── Dataset records

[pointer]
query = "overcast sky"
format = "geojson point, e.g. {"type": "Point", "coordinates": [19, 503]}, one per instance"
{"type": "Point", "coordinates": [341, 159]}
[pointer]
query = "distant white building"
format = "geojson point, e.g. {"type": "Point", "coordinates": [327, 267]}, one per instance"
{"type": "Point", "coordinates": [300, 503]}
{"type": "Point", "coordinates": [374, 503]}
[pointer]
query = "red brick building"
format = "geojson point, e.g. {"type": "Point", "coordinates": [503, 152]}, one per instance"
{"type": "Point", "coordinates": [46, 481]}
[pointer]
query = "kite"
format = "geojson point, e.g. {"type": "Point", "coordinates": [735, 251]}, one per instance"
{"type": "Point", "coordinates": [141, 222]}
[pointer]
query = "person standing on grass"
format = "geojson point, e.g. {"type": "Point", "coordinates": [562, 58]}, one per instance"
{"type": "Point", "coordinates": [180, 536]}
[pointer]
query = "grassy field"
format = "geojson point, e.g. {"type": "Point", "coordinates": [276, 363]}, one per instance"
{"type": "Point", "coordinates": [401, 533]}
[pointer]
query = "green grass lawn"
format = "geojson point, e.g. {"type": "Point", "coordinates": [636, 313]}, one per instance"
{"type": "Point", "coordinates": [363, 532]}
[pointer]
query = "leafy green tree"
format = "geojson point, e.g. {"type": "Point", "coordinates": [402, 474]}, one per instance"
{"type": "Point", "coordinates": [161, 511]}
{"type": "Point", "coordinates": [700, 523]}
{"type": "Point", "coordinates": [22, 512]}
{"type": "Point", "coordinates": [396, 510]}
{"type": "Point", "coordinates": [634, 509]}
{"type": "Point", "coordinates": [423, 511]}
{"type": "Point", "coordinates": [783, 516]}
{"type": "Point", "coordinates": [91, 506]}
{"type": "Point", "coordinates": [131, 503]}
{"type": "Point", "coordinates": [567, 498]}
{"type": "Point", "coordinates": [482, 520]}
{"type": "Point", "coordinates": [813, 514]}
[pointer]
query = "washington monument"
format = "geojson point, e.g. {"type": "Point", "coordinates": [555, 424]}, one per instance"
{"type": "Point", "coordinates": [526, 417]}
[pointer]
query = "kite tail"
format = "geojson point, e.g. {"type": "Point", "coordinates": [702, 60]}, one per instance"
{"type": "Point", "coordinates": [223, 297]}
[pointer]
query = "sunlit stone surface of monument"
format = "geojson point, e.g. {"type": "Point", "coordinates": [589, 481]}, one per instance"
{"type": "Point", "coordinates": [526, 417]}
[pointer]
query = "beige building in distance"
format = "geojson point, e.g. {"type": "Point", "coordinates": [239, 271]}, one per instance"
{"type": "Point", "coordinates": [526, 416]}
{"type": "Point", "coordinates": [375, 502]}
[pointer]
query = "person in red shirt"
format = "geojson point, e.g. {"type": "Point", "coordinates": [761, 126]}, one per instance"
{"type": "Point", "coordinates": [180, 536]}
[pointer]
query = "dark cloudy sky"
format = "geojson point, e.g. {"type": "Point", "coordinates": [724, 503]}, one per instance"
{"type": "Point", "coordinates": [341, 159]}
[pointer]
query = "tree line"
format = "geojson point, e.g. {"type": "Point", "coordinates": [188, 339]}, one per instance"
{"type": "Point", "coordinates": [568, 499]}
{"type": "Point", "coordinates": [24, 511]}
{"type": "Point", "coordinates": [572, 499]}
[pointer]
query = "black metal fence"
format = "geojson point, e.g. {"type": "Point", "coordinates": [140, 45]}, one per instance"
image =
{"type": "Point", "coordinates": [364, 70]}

────

- **Challenge**
Quote every line of the data, word for word.

- **Answer for this exercise**
[pointer]
query = "overcast sky"
format = "geojson point, e.g. {"type": "Point", "coordinates": [19, 503]}, one per instance"
{"type": "Point", "coordinates": [341, 159]}
[pointer]
query = "distant white building"
format = "geojson point, e.g. {"type": "Point", "coordinates": [327, 267]}, one per instance"
{"type": "Point", "coordinates": [300, 503]}
{"type": "Point", "coordinates": [374, 503]}
[pointer]
query = "red brick building"
format = "geojson point, e.g. {"type": "Point", "coordinates": [503, 152]}, one per instance"
{"type": "Point", "coordinates": [46, 481]}
[pointer]
query = "kite"
format = "geojson point, e.g. {"type": "Point", "coordinates": [735, 251]}, one per instance"
{"type": "Point", "coordinates": [141, 222]}
[pointer]
query = "person standing on grass"
format = "geojson point, e.g. {"type": "Point", "coordinates": [562, 58]}, one per instance"
{"type": "Point", "coordinates": [180, 536]}
[pointer]
query = "grassy field"
format = "geojson point, e.g. {"type": "Point", "coordinates": [276, 363]}, one per instance"
{"type": "Point", "coordinates": [401, 533]}
[pointer]
query = "green grass lawn"
format = "geojson point, e.g. {"type": "Point", "coordinates": [636, 313]}, one per instance"
{"type": "Point", "coordinates": [363, 532]}
[pointer]
query = "leafy green tree"
format = "geojson point, e.g. {"type": "Point", "coordinates": [402, 474]}, one per instance"
{"type": "Point", "coordinates": [161, 511]}
{"type": "Point", "coordinates": [700, 523]}
{"type": "Point", "coordinates": [22, 512]}
{"type": "Point", "coordinates": [396, 510]}
{"type": "Point", "coordinates": [634, 509]}
{"type": "Point", "coordinates": [423, 511]}
{"type": "Point", "coordinates": [783, 516]}
{"type": "Point", "coordinates": [91, 506]}
{"type": "Point", "coordinates": [131, 503]}
{"type": "Point", "coordinates": [567, 498]}
{"type": "Point", "coordinates": [482, 520]}
{"type": "Point", "coordinates": [813, 514]}
[pointer]
query = "washington monument"
format = "geojson point, e.g. {"type": "Point", "coordinates": [555, 424]}, one per instance"
{"type": "Point", "coordinates": [526, 417]}
[pointer]
query = "kite tail"
format = "geojson point, e.g. {"type": "Point", "coordinates": [702, 60]}, one per instance"
{"type": "Point", "coordinates": [223, 297]}
[pointer]
query = "sunlit stone surface of monument"
format = "geojson point, e.g. {"type": "Point", "coordinates": [589, 481]}, one per instance"
{"type": "Point", "coordinates": [526, 417]}
[pointer]
query = "beige building in distance"
format = "geojson point, e.g. {"type": "Point", "coordinates": [239, 271]}, one per instance"
{"type": "Point", "coordinates": [526, 416]}
{"type": "Point", "coordinates": [375, 502]}
[pointer]
query = "person in red shirt"
format = "geojson point, e.g. {"type": "Point", "coordinates": [761, 126]}, one per instance"
{"type": "Point", "coordinates": [180, 536]}
[pointer]
query = "dark cloudy sky"
format = "geojson point, e.g. {"type": "Point", "coordinates": [724, 503]}, one per instance"
{"type": "Point", "coordinates": [341, 159]}
[pointer]
query = "tree line"
format = "geojson point, e.g. {"type": "Point", "coordinates": [188, 339]}, one per instance"
{"type": "Point", "coordinates": [568, 499]}
{"type": "Point", "coordinates": [24, 511]}
{"type": "Point", "coordinates": [572, 499]}
[pointer]
query = "black metal fence"
format = "geojson point, e.g. {"type": "Point", "coordinates": [140, 45]}, one per instance"
image =
{"type": "Point", "coordinates": [364, 70]}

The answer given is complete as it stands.